#### [SUPPLIED ENTRIES]
____________________

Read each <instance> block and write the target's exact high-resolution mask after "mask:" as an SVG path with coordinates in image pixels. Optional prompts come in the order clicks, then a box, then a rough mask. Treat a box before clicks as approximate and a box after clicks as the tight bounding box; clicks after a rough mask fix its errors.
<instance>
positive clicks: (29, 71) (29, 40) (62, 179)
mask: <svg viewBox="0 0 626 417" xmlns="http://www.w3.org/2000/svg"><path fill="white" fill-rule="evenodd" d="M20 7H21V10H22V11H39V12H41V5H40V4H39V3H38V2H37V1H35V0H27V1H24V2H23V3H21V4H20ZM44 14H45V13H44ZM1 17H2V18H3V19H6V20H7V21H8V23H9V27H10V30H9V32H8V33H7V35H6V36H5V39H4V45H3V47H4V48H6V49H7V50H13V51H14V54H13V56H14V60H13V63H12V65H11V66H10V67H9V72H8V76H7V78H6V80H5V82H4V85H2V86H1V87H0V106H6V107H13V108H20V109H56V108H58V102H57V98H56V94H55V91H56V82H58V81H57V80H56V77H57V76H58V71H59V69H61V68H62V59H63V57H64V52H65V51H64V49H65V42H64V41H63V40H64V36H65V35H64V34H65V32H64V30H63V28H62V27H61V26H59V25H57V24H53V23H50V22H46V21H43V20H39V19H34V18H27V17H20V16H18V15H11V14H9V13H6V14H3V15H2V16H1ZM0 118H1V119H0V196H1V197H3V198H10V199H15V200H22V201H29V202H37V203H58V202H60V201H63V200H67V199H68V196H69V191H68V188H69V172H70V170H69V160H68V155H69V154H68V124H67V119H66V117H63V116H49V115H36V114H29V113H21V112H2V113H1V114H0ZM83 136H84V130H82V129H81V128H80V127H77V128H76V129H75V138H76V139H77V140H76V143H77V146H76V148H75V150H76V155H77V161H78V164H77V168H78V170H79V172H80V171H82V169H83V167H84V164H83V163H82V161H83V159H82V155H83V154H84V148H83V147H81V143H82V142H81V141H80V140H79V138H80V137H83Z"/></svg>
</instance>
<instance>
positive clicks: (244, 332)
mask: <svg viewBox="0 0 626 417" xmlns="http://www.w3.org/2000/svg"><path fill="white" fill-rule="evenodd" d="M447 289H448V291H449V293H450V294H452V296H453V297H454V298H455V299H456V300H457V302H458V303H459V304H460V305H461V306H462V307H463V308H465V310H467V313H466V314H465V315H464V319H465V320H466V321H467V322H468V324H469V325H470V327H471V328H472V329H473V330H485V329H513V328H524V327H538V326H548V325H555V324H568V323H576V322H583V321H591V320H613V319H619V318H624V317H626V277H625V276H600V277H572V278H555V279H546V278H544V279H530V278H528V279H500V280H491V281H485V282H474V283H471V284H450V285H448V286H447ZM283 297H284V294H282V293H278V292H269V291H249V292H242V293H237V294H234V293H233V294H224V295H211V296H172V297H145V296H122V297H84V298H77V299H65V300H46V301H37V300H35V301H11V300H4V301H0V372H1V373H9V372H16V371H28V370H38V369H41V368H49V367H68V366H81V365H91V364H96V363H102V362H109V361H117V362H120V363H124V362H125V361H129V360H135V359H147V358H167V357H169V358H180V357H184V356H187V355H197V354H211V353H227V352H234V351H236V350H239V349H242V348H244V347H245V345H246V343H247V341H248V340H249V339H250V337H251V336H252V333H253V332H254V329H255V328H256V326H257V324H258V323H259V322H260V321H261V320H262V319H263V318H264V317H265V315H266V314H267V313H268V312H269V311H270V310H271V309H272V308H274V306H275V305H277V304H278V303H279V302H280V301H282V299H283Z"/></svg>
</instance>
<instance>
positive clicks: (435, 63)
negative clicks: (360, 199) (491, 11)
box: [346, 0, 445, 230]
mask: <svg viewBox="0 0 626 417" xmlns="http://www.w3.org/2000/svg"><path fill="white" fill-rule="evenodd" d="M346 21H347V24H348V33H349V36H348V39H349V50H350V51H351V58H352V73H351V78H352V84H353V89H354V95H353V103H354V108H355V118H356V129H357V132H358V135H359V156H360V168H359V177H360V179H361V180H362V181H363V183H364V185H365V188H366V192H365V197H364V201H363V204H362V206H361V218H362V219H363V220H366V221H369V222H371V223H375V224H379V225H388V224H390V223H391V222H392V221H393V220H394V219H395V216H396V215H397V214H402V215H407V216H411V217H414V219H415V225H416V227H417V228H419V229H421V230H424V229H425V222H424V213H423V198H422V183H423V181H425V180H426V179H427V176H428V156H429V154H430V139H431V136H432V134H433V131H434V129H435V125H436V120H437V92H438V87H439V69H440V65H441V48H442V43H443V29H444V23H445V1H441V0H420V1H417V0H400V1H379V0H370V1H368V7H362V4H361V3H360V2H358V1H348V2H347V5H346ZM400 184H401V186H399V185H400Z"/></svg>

____________________

#### [DESCRIPTION OF THE TASK]
So that the data stays intact, repeat all of it exactly.

#### [SOLUTION TO THIS PROBLEM]
Read each <instance> block and write the target's exact high-resolution mask after "mask:" as an SVG path with coordinates in image pixels. Optional prompts come in the order clicks, then a box, then a rough mask. Treat a box before clicks as approximate and a box after clicks as the tight bounding box; clicks after a rough mask fix its errors.
<instance>
positive clicks: (29, 71) (29, 40) (62, 179)
mask: <svg viewBox="0 0 626 417" xmlns="http://www.w3.org/2000/svg"><path fill="white" fill-rule="evenodd" d="M20 7H21V10H22V11H39V12H41V5H40V4H39V3H38V2H37V1H35V0H27V1H24V2H23V3H21V4H20ZM44 14H45V13H44ZM1 17H2V18H3V19H6V20H7V21H8V23H9V27H10V30H9V32H8V33H7V35H6V36H5V39H4V45H3V47H4V48H6V49H7V50H13V51H14V54H13V56H14V60H13V63H12V65H11V66H10V67H9V72H8V76H7V78H6V80H5V82H4V85H2V86H1V87H0V106H6V107H13V108H20V109H56V108H58V102H57V98H56V94H55V91H56V82H58V81H57V80H56V77H57V76H58V71H59V69H61V68H62V59H63V57H64V52H65V51H64V49H65V42H64V41H63V40H64V36H65V35H64V34H65V32H64V30H63V28H62V27H61V26H59V25H57V24H53V23H50V22H46V21H43V20H39V19H34V18H27V17H20V16H18V15H11V14H9V13H6V14H3V15H2V16H1ZM0 118H1V119H0V196H1V197H3V198H10V199H15V200H22V201H29V202H37V203H58V202H60V201H63V200H67V199H68V196H69V191H68V188H69V172H70V170H69V160H68V155H69V154H68V124H67V119H66V117H63V116H49V115H36V114H29V113H21V112H2V113H1V114H0ZM83 136H84V130H82V129H81V128H80V127H77V128H76V129H75V138H76V139H77V140H76V143H77V146H76V148H75V150H76V155H77V161H78V164H77V168H78V170H79V172H80V171H82V169H83V167H84V164H83V163H82V161H83V159H82V155H83V154H84V148H83V147H81V143H82V142H81V141H80V140H79V138H80V137H83Z"/></svg>
</instance>
<instance>
positive clicks: (244, 332)
mask: <svg viewBox="0 0 626 417" xmlns="http://www.w3.org/2000/svg"><path fill="white" fill-rule="evenodd" d="M447 289H448V291H449V293H450V294H452V296H453V297H454V298H455V299H456V300H457V302H458V303H459V304H460V305H461V306H462V307H463V308H465V310H467V313H466V314H465V315H464V319H465V320H466V321H467V322H468V324H469V325H470V327H471V328H472V329H473V330H485V329H513V328H524V327H538V326H548V325H555V324H568V323H576V322H583V321H591V320H613V319H619V318H624V317H626V277H625V276H600V277H572V278H555V279H546V278H544V279H530V278H528V279H500V280H491V281H485V282H474V283H471V284H450V285H448V286H447ZM283 297H284V294H282V293H278V292H269V291H249V292H242V293H237V294H234V293H233V294H224V295H211V296H172V297H145V296H122V297H84V298H77V299H65V300H46V301H37V300H35V301H11V300H4V301H0V372H1V373H9V372H16V371H28V370H38V369H41V368H49V367H68V366H81V365H91V364H96V363H102V362H109V361H117V362H120V363H124V362H125V361H129V360H135V359H147V358H167V357H169V358H180V357H184V356H187V355H197V354H211V353H227V352H234V351H236V350H239V349H242V348H244V347H245V345H246V343H247V341H248V340H249V339H250V337H251V336H252V333H253V332H254V329H255V328H256V326H257V324H258V323H259V322H260V321H261V320H262V319H263V318H264V317H265V315H266V314H267V313H268V312H269V311H270V310H271V309H272V308H274V306H275V305H277V304H278V303H279V302H280V301H282V299H283Z"/></svg>
</instance>
<instance>
positive clicks: (435, 63)
negative clicks: (360, 199) (491, 11)
box: [346, 0, 445, 230]
mask: <svg viewBox="0 0 626 417" xmlns="http://www.w3.org/2000/svg"><path fill="white" fill-rule="evenodd" d="M346 21H347V24H348V33H349V36H348V39H349V50H350V51H351V58H352V73H351V78H352V84H353V89H354V95H353V103H354V108H355V118H356V129H357V132H358V135H359V156H360V168H359V177H360V179H361V180H362V181H363V183H364V185H365V188H366V192H365V197H364V201H363V204H362V206H361V218H362V219H363V220H366V221H369V222H371V223H375V224H379V225H388V224H390V223H391V222H392V221H393V220H394V219H395V216H396V215H397V214H402V215H407V216H411V217H414V219H415V225H416V227H417V228H419V229H421V230H424V229H425V222H424V213H423V198H422V183H423V181H425V180H426V179H427V176H428V156H429V154H430V139H431V136H432V134H433V131H434V129H435V125H436V120H437V92H438V87H439V69H440V65H441V48H442V43H443V29H444V23H445V1H441V0H420V1H417V0H400V1H379V0H370V1H368V7H362V4H361V3H360V2H358V1H348V2H347V5H346ZM400 184H401V186H399V185H400Z"/></svg>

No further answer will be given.